A Cautious Mainstream Trans Organization Comes Through
WPATH is often criticized by trans people for its medicalized, cautious approach to setting standards for gender affirming care, but their response to the new conversion-therapy tinged NHS guidelines is careful, methodical, scientifically sound, and an absolute banger.
by Evan Urquhart
England’s restrictive new NHS guidelines on treatment for gender dysphoria in youth are an endorsement of conversion therapy and Orwellian coercion tactics towards loving families from a country in the throes of an anti-scientific moral panic… but you don’t have to take my word for it. The mainstream medical organization responsible for setting the standards for doctors and other providers, WPATH, and all subsidiary organizations (USPATH, ASIAPATH, EPATH, and PATHA), have released a meticulously sourced statement explaining the research in detail, and laying out how the NHS strayed from the data to endorse an outdated psychiatric model of treatment that simply doesn’t work.
WPATH has been routinely criticized by trans people for its medicalized and small-c conservative approach to transgender healthcare. The organization serves doctors, hospitals, and insurance companies first and foremost, providing carefully vetted guidelines describing when and how patients should be allowed to access transition-related medical care. Many trans people believe that this approach puts up excessive financial, emotional, and wait-time barriers to something that ought to be a matter of individual choice. Although treatment for youth is widely agreed to be a lot more complicated, trans people tend to stress that any “damage” that comes from going through the wrong puberty is the exact same for a trans child who is not allowed to access medical transition as a misdiagnosed cisgender child who is given cross sex hormones in error. WPATH takes the risk of misdiagnosis much more seriously, and is therefore quite cautious in its recommendations on youth care.
That’s why it is so notable that, in the case of changing policy for treatment of gender dysphoric youth by England’s NHS, WPATH and trans people are largely speaking in one voice. The NHS guidelines are a huge step back, to a time when transgender identity was seen as primarily a mental disorder that could be cured by talk therapy or waited out.
Many cis people (and almost all transphobes) find the older psychiatric model of transgender identiy intuitive. It feels right that trans people would be mistaken about our genders and ought to be helped (or forced), with talk therapy (and sometimes threats of institutionalization), to accept ourselves the way we are, and not allowed to change our bodies to match our sense of self. This has always been so intuitive to cisgender people, in fact, that this very approach was tried for decades, unsuccessfully, until gradually in the face of that failure other options began to be explored. It may be uncomfortable and unintuitive for some cis folks, but it’s a straightforward medical fact that psychiatric approaches don’t improve trans people’s lives, but medical transition does.
To understand the medical picture you would be hard pressed to find a better starting place than the WPATH document, but in order to accept it you have to allow the possibility that what I’ve said is true. That talk therapy has been tried. That it doesn’t work. That medical interventions have been studied (for many years). And that these do, in fact, work. The psychological burden of accepting this as a possibility is too high for many transphobes, who will insist that the medical evidence referenced in the WPATH statement does not exist, that the real evidence says something it does not say, or (at the furthest extreme) that there’s a conspiracy of doctors and drug companies to fake the evidence and suppress what they feel must be the truth.
Conspiracy theorists are too far gone to reach, but anyone else should take the WPATH statement for what it is: A cautious organization, one whose priority is evidence-based standards of care, explaining in meticulous detail how the NHS in particular, and other efforts to restrict or ban treatment for gender dysphoria in general, are misguided, biased, and based solely on misinformation and prejudice. If instituted they will cause trans people great harm.

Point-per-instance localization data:
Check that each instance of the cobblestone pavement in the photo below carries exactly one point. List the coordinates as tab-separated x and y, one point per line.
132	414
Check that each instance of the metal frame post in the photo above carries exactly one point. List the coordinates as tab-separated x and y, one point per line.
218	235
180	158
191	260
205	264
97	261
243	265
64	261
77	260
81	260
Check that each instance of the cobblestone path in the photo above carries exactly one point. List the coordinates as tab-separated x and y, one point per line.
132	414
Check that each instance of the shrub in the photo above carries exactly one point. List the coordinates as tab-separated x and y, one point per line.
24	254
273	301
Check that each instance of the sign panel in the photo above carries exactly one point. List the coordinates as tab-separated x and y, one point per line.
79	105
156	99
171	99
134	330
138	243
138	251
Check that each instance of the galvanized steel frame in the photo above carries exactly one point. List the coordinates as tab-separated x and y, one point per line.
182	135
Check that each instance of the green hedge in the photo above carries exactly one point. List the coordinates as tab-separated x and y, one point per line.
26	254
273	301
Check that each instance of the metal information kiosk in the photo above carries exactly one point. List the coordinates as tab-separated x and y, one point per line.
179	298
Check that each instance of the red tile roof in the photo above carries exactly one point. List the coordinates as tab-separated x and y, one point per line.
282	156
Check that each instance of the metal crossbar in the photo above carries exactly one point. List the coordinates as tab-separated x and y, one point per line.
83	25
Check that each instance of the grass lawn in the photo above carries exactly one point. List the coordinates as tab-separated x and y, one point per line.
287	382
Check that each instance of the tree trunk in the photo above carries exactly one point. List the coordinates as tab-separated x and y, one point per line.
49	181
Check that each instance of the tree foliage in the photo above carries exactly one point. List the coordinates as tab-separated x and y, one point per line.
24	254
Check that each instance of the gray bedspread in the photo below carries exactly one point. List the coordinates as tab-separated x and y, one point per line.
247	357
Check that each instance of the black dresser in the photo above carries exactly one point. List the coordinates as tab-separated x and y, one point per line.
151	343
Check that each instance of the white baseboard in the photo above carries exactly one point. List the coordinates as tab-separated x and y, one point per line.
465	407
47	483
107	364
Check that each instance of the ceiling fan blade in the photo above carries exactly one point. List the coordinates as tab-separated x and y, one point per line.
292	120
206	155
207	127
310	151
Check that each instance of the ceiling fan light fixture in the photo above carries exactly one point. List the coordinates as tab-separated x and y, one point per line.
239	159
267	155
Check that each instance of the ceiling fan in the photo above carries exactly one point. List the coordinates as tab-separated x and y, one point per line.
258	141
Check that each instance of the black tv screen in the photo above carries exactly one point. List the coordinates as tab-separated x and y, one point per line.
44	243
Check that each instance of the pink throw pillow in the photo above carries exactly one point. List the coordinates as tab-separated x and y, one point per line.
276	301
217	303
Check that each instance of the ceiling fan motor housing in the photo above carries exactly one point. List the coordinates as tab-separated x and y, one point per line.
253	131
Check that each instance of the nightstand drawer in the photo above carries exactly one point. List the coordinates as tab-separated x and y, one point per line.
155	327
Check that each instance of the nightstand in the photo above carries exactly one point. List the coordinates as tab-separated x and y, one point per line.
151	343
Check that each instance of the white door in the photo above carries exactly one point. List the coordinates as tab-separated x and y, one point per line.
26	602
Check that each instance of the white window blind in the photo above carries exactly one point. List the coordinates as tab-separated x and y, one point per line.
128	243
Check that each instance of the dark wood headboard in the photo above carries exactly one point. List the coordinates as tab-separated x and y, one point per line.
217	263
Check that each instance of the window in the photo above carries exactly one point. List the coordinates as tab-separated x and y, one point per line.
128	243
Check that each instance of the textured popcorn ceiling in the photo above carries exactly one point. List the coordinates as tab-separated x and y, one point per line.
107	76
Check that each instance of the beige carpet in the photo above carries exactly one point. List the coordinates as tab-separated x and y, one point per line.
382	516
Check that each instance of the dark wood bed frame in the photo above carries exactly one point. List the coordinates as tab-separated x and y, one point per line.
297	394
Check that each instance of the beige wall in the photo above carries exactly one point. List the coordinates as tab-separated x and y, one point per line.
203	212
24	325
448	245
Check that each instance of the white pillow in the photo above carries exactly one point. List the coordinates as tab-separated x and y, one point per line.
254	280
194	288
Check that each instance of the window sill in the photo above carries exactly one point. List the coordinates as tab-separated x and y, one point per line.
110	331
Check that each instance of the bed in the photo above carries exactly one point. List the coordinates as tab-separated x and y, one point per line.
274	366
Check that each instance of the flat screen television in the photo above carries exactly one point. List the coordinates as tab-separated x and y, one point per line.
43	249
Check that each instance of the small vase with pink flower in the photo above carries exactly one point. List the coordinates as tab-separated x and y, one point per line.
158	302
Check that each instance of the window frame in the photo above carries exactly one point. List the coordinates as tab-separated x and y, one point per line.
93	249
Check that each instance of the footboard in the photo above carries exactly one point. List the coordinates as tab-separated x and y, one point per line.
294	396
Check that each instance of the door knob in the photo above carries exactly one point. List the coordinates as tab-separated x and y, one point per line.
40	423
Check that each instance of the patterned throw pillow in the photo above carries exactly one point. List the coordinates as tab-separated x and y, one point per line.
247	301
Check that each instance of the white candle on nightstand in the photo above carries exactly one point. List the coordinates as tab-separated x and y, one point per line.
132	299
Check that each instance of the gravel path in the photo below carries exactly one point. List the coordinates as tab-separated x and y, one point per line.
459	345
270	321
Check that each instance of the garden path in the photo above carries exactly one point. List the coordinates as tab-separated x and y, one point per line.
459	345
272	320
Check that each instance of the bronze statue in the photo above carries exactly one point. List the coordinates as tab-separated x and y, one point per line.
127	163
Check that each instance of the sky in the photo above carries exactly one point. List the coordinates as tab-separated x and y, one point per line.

**WORK TASK 1**
Answer these questions from the article on WPATH and the NHS guidelines:
(a) Which subsidiary organizations joined WPATH in releasing the statement?
(b) Whom does WPATH serve first and foremost?
(c) For how long was the older psychiatric approach tried, and with what result?
**WORK TASK 2**
Reproduce the part of the article on WPATH and the NHS guidelines that opens with the words containing "by Evan Urquhart" and closes with "simply doesn’t work.".

**EXPECTED ANSWER 1**
(a) USPATH, ASIAPATH, EPATH, and PATHA.
(b) Doctors, hospitals, and insurance companies.
(c) It was tried for decades, unsuccessfully.

**EXPECTED ANSWER 2**
by Evan Urquhart
England’s restrictive new NHS guidelines on treatment for gender dysphoria in youth are an endorsement of conversion therapy and Orwellian coercion tactics towards loving families from a country in the throes of an anti-scientific moral panic… but you don’t have to take my word for it. The mainstream medical organization responsible for setting the standards for doctors and other providers, WPATH, and all subsidiary organizations (USPATH, ASIAPATH, EPATH, and PATHA), have released a meticulously sourced statement explaining the research in detail, and laying out how the NHS strayed from the data to endorse an outdated psychiatric model of treatment that simply doesn’t work.